DO THIS: Please format the lines below as a JSON list of strings, one string per line, leaving out any blank lines.

PROVIDED ENTRIES:
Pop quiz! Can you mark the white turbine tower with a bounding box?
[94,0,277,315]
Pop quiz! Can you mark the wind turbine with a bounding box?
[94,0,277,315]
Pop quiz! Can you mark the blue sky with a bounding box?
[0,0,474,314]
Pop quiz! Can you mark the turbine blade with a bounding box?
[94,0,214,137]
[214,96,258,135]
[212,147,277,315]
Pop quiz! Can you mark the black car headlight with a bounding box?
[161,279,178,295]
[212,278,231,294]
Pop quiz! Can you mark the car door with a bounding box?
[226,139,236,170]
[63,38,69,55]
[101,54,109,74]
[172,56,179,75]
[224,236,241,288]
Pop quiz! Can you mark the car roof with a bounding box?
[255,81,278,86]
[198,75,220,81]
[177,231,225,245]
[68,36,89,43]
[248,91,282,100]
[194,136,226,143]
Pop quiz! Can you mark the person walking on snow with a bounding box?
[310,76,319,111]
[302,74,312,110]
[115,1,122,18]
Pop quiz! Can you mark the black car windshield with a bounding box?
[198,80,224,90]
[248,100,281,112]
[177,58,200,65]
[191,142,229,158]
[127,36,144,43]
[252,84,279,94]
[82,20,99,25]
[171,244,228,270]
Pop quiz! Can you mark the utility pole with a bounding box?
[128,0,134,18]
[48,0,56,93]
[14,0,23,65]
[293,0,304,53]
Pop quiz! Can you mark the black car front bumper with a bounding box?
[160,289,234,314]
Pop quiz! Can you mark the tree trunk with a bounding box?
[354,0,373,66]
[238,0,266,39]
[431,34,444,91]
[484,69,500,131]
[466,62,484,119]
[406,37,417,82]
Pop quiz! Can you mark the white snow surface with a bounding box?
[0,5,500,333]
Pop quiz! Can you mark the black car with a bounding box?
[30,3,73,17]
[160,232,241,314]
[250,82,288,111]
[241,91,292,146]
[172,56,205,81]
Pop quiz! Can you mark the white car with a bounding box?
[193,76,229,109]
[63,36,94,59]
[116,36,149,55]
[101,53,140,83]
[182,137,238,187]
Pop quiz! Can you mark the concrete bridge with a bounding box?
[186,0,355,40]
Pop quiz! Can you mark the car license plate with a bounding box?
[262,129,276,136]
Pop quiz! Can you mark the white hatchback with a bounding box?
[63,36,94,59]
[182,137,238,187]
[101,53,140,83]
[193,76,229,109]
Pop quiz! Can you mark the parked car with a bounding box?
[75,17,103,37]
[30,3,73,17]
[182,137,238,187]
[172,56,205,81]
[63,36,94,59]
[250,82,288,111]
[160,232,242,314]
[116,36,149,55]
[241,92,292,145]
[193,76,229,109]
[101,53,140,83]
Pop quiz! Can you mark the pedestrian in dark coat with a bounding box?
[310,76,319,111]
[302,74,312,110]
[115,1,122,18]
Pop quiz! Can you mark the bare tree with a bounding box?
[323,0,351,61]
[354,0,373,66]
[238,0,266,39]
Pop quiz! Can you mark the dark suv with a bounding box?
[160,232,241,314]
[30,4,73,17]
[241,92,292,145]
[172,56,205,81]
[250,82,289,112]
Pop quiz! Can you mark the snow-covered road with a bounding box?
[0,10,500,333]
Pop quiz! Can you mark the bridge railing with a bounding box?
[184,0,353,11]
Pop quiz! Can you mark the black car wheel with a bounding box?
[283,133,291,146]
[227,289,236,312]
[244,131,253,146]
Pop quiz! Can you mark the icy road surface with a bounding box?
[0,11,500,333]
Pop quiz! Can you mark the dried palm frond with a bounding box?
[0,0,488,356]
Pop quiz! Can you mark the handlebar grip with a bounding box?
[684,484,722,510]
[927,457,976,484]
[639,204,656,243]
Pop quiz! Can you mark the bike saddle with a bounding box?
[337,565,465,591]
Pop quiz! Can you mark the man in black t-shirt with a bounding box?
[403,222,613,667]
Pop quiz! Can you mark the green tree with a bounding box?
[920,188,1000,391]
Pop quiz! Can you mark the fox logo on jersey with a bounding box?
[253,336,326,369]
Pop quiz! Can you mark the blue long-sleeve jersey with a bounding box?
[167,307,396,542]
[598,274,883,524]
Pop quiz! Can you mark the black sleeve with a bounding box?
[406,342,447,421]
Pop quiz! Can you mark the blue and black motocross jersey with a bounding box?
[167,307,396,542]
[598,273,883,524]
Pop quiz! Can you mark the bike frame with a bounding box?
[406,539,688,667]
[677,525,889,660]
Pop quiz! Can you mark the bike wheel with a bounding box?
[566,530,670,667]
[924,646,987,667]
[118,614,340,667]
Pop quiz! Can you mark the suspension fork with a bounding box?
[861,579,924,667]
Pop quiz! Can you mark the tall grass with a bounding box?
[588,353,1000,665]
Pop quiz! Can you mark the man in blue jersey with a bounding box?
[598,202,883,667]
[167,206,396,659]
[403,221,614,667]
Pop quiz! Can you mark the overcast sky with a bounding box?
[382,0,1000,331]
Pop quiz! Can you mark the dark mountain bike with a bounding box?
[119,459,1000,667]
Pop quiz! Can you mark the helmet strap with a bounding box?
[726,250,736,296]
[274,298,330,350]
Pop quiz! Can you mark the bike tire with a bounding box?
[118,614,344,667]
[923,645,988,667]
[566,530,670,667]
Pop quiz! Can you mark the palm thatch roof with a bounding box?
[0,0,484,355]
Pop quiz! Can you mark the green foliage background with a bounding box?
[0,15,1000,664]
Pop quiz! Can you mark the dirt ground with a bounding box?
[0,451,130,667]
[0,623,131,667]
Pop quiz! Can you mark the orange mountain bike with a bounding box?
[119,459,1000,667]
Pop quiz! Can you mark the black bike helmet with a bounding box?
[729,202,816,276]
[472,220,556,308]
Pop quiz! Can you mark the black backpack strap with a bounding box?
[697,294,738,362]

ANSWER TO THIS PROBLEM:
[
  "Pop quiz! Can you mark the white turbine tower with a bounding box?",
  "[94,0,277,315]",
  "Pop quiz! Can you mark the wind turbine with a bounding box?",
  "[94,0,277,315]",
  "Pop quiz! Can you mark the blue sky with a bounding box?",
  "[0,0,474,314]",
  "Pop quiz! Can you mark the turbine blade with a bounding box?",
  "[94,0,214,137]",
  "[214,96,258,135]",
  "[212,147,277,315]",
  "Pop quiz! Can you mark the black car headlight with a bounding box?",
  "[161,279,178,295]",
  "[212,278,231,294]",
  "Pop quiz! Can you mark the car door with a bounding box?",
  "[226,139,236,170]",
  "[63,38,69,55]",
  "[101,54,109,74]",
  "[172,56,179,75]",
  "[224,236,241,288]",
  "Pop quiz! Can you mark the car roof with a bounding box?",
  "[255,81,278,86]",
  "[198,75,220,81]",
  "[177,231,225,245]",
  "[68,36,89,43]",
  "[248,91,282,100]",
  "[194,136,226,143]",
  "Pop quiz! Can you mark the person walking on snow with a bounding box?",
  "[310,76,319,111]",
  "[302,74,312,110]",
  "[115,1,122,18]",
  "Pop quiz! Can you mark the black car windshield with a bounding box?",
  "[198,80,224,90]",
  "[248,100,281,112]",
  "[177,58,200,65]",
  "[191,142,229,158]",
  "[127,36,144,43]",
  "[252,84,279,94]",
  "[82,20,99,25]",
  "[171,244,228,270]",
  "Pop quiz! Can you mark the utility pole with a bounding box?",
  "[128,0,134,18]",
  "[48,0,56,93]",
  "[14,0,23,65]",
  "[293,0,304,53]",
  "Pop quiz! Can you mark the black car front bumper with a bounding box?",
  "[160,289,234,314]",
  "Pop quiz! Can you mark the tree trunk with a bounding box?",
  "[354,0,373,66]",
  "[238,0,266,39]",
  "[431,34,444,91]",
  "[484,69,500,131]",
  "[466,62,484,119]",
  "[406,37,417,82]",
  "Pop quiz! Can you mark the white snow surface with a bounding box?",
  "[0,5,500,333]",
  "Pop quiz! Can you mark the black car with a bounding box?",
  "[30,3,73,17]",
  "[160,232,241,314]",
  "[250,82,288,111]",
  "[241,91,292,146]",
  "[172,56,205,81]",
  "Pop quiz! Can you mark the white car with a bounding box?",
  "[193,76,229,109]",
  "[63,36,94,59]",
  "[116,36,149,55]",
  "[101,53,140,83]",
  "[182,137,238,187]",
  "Pop quiz! Can you mark the concrete bridge with a bounding box?",
  "[186,0,355,40]",
  "Pop quiz! Can you mark the car license plate with a bounding box?",
  "[262,129,276,136]",
  "Pop quiz! Can you mark the white hatchback with a bounding box?",
  "[63,36,94,59]",
  "[182,137,238,187]",
  "[101,53,140,83]",
  "[193,76,229,109]",
  "Pop quiz! Can you mark the parked car with a bounding box?",
  "[75,17,103,37]",
  "[30,3,73,17]",
  "[182,137,238,187]",
  "[172,56,205,81]",
  "[63,36,94,59]",
  "[250,82,288,111]",
  "[160,232,242,314]",
  "[116,36,149,55]",
  "[241,92,292,145]",
  "[193,76,229,109]",
  "[101,53,140,83]",
  "Pop quiz! Can you mark the pedestrian in dark coat with a bounding box?",
  "[310,76,319,111]",
  "[302,74,312,110]",
  "[115,1,122,18]",
  "Pop quiz! Can you mark the bare tree with a bounding box?",
  "[323,0,351,61]",
  "[354,0,373,66]",
  "[238,0,266,39]",
  "Pop quiz! Can you mark the dark suv with a bounding box?",
  "[160,232,241,314]",
  "[30,4,73,17]",
  "[241,92,292,145]",
  "[172,56,205,81]",
  "[250,82,289,112]",
  "Pop quiz! Can you mark the snow-covered road with a bounding box?",
  "[0,10,500,333]",
  "Pop quiz! Can you mark the bridge railing with a bounding box?",
  "[184,0,353,11]",
  "Pop quiz! Can you mark the black car wheel with a bounding box?",
  "[283,133,291,146]",
  "[227,289,236,312]",
  "[244,131,253,146]",
  "Pop quiz! Can you mark the icy road surface with a bounding box?",
  "[0,11,500,333]",
  "Pop quiz! Can you mark the dried palm frond with a bounding box?",
  "[0,0,488,356]",
  "Pop quiz! Can you mark the handlebar grip with a bounding box?",
  "[684,484,722,510]",
  "[927,457,976,484]",
  "[639,204,656,243]",
  "Pop quiz! Can you mark the bike saddle with a bounding box?",
  "[337,565,465,591]",
  "Pop quiz! Can you mark the man in black t-shirt with a bounding box?",
  "[403,222,613,667]",
  "Pop quiz! Can you mark the green tree with a bounding box?",
  "[920,188,1000,391]",
  "Pop quiz! Can you mark the fox logo on jersey with a bounding box?",
  "[253,336,326,369]",
  "Pop quiz! Can you mark the blue long-sleeve jersey with a bounding box?",
  "[167,307,396,542]",
  "[598,274,883,524]",
  "Pop quiz! Can you mark the black sleeve with a bounding box?",
  "[406,342,447,421]",
  "Pop quiz! Can you mark the blue and black motocross jersey with a bounding box?",
  "[167,307,396,542]",
  "[598,273,883,524]",
  "Pop quiz! Can you mark the bike frame with a bounding box?",
  "[406,539,688,667]",
  "[677,525,889,660]",
  "Pop quiz! Can you mark the bike wheel with a bounding box?",
  "[566,530,670,667]",
  "[924,646,987,667]",
  "[118,614,340,667]",
  "Pop quiz! Can you mark the suspension fork with a bounding box?",
  "[861,579,924,667]",
  "Pop quiz! Can you mark the tall grass with a bounding box?",
  "[588,353,1000,665]",
  "Pop quiz! Can you mark the man in blue jersey with a bounding box?",
  "[598,202,883,667]",
  "[167,206,396,659]",
  "[403,221,614,667]",
  "Pop quiz! Can you mark the overcast sky with a bounding box?",
  "[382,0,1000,331]",
  "Pop quiz! Can you mark the dark mountain bike with a bounding box?",
  "[119,459,1000,667]",
  "Pop quiz! Can you mark the helmet strap with a bounding box?",
  "[726,250,736,296]",
  "[274,298,330,350]",
  "Pop quiz! Can you mark the bike tire with a bounding box?",
  "[118,614,344,667]",
  "[923,645,988,667]",
  "[566,530,670,667]",
  "Pop quiz! Can you mark the palm thatch roof with a bounding box?",
  "[0,0,484,355]",
  "Pop quiz! Can you mark the green foliage background with a bounding box?",
  "[0,15,1000,664]",
  "Pop quiz! Can you mark the dirt ground with a bounding box?",
  "[0,451,130,667]",
  "[0,623,131,667]",
  "Pop quiz! Can you mark the orange mountain bike with a bounding box?",
  "[119,459,1000,667]",
  "Pop quiz! Can you mark the black bike helmet with a bounding box?",
  "[729,202,816,276]",
  "[472,220,556,308]",
  "Pop quiz! Can you mark the black backpack strap with a bounding box?",
  "[697,294,738,362]"
]